Starting at the line with "target: forested hillside" in it, reproduce each line below through the last one, exactly, and include nothing else.

[Records excerpted from a collection]
↓↓↓
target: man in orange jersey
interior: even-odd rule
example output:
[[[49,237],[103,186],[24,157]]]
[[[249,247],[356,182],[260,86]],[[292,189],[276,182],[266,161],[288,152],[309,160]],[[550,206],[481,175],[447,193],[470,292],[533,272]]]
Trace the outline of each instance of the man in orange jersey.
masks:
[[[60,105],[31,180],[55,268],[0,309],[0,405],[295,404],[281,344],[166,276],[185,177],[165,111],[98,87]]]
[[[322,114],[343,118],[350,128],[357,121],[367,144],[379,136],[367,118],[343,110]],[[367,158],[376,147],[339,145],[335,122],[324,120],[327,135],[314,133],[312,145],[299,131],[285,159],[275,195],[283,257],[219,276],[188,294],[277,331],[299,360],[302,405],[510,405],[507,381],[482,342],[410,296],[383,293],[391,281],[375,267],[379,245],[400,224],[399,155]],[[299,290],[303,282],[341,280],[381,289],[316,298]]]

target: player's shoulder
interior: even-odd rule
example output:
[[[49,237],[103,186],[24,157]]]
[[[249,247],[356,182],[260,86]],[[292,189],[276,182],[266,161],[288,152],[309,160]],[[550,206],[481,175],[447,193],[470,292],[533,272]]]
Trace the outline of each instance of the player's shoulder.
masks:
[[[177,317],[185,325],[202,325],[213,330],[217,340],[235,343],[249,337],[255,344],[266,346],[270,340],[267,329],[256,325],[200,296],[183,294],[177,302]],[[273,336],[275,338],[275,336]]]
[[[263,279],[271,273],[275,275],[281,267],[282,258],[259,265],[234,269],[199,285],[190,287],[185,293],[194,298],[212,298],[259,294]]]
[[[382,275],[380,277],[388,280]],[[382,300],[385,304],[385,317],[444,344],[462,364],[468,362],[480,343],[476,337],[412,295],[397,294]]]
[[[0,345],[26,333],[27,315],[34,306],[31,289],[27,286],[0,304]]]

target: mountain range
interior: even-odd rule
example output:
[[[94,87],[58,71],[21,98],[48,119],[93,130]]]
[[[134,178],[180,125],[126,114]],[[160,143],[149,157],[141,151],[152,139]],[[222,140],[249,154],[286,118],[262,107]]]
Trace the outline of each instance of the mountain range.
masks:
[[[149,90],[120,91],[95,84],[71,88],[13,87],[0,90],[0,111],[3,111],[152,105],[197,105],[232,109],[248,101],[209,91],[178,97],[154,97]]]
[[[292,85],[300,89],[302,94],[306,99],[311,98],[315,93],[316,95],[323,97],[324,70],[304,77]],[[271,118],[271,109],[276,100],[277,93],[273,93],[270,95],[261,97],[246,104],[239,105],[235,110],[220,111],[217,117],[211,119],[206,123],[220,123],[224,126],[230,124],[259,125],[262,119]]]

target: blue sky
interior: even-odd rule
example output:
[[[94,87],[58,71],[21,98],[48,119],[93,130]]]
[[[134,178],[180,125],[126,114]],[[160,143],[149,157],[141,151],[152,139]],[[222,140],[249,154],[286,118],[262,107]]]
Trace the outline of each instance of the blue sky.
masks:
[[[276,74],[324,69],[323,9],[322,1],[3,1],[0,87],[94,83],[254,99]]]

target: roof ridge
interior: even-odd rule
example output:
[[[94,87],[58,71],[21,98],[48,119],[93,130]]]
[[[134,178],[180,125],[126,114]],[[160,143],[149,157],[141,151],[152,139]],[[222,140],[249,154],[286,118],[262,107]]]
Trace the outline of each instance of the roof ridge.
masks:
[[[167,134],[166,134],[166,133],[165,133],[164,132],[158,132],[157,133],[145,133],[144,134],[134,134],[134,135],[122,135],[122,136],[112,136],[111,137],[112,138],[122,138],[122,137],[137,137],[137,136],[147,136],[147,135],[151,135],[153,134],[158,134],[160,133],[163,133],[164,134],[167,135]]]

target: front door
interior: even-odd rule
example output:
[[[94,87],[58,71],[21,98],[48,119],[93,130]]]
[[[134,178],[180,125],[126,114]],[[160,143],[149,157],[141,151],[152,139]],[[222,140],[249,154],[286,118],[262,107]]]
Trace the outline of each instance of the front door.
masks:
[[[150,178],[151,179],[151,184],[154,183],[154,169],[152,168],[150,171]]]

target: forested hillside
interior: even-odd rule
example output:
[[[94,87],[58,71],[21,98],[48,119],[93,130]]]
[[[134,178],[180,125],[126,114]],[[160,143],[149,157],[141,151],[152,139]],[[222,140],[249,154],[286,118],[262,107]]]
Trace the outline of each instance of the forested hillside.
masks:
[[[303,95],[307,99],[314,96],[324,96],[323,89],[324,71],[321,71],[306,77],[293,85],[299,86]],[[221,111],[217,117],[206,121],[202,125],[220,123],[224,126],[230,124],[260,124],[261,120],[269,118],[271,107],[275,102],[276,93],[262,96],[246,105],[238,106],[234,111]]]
↑↑↑
Exercise result >>
target: forested hillside
interior: even-odd rule
example output:
[[[94,87],[58,71],[21,98],[48,119],[93,130]]]
[[[134,178],[180,125],[126,114]],[[160,143],[149,157],[141,151],[152,139]],[[222,140],[249,154],[286,118],[262,107]]]
Trace the outline of each instance of the forested hillside.
masks:
[[[303,95],[307,99],[314,96],[324,96],[323,89],[324,71],[321,71],[306,77],[293,85],[299,86]],[[221,111],[217,117],[206,121],[202,125],[220,123],[224,126],[230,124],[260,124],[261,120],[269,118],[271,107],[275,102],[276,93],[262,96],[246,105],[238,106],[234,111]]]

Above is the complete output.